▸ **GIVEN REQUEST**: Can you lay out every line of the listing below as a JSON list of strings, one string per line, with any blank lines left out?

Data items

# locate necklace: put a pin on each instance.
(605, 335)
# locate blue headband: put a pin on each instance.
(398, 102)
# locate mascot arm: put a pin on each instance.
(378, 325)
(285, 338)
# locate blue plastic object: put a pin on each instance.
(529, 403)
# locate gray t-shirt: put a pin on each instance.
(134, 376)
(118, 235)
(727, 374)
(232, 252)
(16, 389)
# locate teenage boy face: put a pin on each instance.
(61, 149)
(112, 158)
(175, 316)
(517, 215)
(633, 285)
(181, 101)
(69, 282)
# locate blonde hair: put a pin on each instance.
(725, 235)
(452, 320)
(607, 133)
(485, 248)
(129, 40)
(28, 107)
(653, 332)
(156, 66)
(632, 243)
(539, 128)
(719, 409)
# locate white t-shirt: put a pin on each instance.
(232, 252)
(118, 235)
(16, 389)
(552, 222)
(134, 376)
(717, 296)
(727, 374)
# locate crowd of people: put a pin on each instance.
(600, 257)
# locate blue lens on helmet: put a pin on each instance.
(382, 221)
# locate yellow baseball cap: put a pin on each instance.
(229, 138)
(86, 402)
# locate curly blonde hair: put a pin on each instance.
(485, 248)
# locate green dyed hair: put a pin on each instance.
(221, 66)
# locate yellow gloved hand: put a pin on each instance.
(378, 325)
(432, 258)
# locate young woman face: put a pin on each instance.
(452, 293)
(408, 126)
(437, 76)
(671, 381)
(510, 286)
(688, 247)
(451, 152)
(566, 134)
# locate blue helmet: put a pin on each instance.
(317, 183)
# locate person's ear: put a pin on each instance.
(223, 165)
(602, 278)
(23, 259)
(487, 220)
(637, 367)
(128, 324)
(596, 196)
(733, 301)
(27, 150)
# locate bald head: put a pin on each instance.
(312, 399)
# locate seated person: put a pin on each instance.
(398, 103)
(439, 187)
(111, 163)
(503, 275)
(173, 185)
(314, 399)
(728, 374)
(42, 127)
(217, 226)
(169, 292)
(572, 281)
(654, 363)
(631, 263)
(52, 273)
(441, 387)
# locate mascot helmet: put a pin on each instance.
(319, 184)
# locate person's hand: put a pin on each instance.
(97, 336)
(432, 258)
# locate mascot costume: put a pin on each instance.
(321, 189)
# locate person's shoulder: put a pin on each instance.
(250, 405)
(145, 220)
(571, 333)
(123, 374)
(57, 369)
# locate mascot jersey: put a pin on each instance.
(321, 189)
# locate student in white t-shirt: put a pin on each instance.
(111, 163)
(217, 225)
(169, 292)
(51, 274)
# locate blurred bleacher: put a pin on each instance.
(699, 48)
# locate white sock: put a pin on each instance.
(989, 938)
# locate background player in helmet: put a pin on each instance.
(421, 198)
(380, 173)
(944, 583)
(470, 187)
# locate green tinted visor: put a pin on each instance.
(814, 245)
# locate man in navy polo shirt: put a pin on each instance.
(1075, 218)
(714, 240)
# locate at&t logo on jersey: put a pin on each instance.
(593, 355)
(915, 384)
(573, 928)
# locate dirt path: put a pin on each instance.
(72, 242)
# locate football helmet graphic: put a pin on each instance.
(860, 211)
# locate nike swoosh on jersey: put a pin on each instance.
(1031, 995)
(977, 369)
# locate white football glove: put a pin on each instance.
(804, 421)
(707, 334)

▸ **WRITTEN ANSWER**:
[
  "# locate necklace: put a pin on each instance.",
  "(605, 335)",
  "# locate blue headband: put a pin on each instance.",
  "(398, 102)",
  "# locate mascot arm: put a pin on each instance.",
  "(378, 325)",
  "(285, 338)",
  "# locate blue plastic object: put a pin on each instance.",
  "(529, 403)",
  "# locate gray t-shirt: put a pin on each instance.",
  "(134, 376)",
  "(118, 235)",
  "(727, 374)",
  "(232, 252)",
  "(16, 389)",
  "# locate teenage boy face: put a pin on each instance.",
  "(61, 149)",
  "(112, 158)",
  "(175, 316)",
  "(517, 215)",
  "(633, 285)",
  "(181, 101)",
  "(69, 282)",
  "# locate blonde hair: put a pin on each instance.",
  "(725, 235)",
  "(452, 320)",
  "(607, 133)",
  "(485, 248)",
  "(129, 40)",
  "(28, 107)",
  "(653, 332)",
  "(156, 66)",
  "(632, 243)",
  "(539, 128)",
  "(719, 409)",
  "# locate white t-shirt: put a pin on each instance.",
  "(232, 252)",
  "(118, 235)",
  "(16, 389)",
  "(552, 222)",
  "(134, 376)",
  "(717, 296)",
  "(727, 374)",
  "# locate crowd of people: put a pin on each instance.",
  "(600, 257)",
  "# locate blue lens on helmet: put a pin on each instance.",
  "(382, 221)",
  "# locate yellow baseball cap: put a pin on each instance.",
  "(229, 138)",
  "(86, 402)",
  "# locate curly blonde hair: put a pin on each instance.",
  "(485, 248)",
  "# locate green dyed hair: put a pin on each instance.",
  "(221, 66)",
  "# locate yellow gloved hand: put a pin on each instance.",
  "(378, 325)",
  "(432, 258)",
  "# locate young woman face: put a pin on each instance.",
  "(452, 293)",
  "(408, 126)",
  "(437, 76)",
  "(671, 381)",
  "(510, 286)",
  "(688, 247)",
  "(451, 152)",
  "(566, 134)",
  "# locate blue helmet: put a pin on each instance.",
  "(317, 183)",
  "# locate person's ear: put a pin on each instance.",
  "(223, 165)",
  "(602, 278)",
  "(23, 259)",
  "(487, 220)",
  "(637, 367)",
  "(128, 324)",
  "(596, 196)",
  "(733, 301)",
  "(27, 150)",
  "# locate bald head: put a pin on each instance.",
  "(312, 399)",
  "# locate seated person: put a pin on each instance.",
  "(398, 103)",
  "(439, 187)",
  "(111, 163)",
  "(503, 275)",
  "(173, 185)",
  "(314, 399)",
  "(728, 374)",
  "(42, 127)",
  "(217, 226)",
  "(169, 292)",
  "(572, 281)",
  "(654, 363)",
  "(631, 263)",
  "(52, 273)",
  "(441, 387)",
  "# locate mascot helmet: put a pin on each instance.",
  "(319, 184)",
  "# locate person's hand: put a pin on each instance.",
  "(97, 336)",
  "(432, 258)",
  "# locate mascot costume: put a pin on each instance.",
  "(321, 189)",
  "# locate person's shoulder: put a pin on each instance.",
  "(250, 405)",
  "(145, 220)",
  "(571, 333)",
  "(123, 374)",
  "(57, 369)",
  "# locate mascot jersey: put a pin on each instance.",
  "(321, 189)",
  "# locate student in white t-shirt: put a pin on each instance.",
  "(111, 163)",
  "(217, 225)",
  "(169, 292)",
  "(51, 274)",
  "# locate blurred bleacher: put a pin on each instance.",
  "(699, 48)",
  "# locate white sock: put a pin on each instance.",
  "(989, 938)",
  "# locate background player in helmet: put a pin on each instance.",
  "(421, 198)",
  "(380, 173)",
  "(944, 583)",
  "(470, 187)",
  "# locate green tinted visor: put a pin on each instance.",
  "(814, 245)",
  "# locate man in navy polo shirt: put a pin on each instance.",
  "(1075, 218)",
  "(714, 240)",
  "# locate at&t logo on jersey: put a pin on each instance.",
  "(593, 355)",
  "(915, 384)",
  "(573, 928)",
  "# locate dirt path: put a pin on each instance.",
  "(72, 242)",
  "# locate football helmet graphic: put a pin on each instance.",
  "(860, 211)",
  "# locate nike swoosh on jersey: put a pin on each instance.",
  "(1031, 995)",
  "(977, 369)",
  "# locate white football glove: put a pin on each instance.",
  "(804, 421)",
  "(707, 334)"
]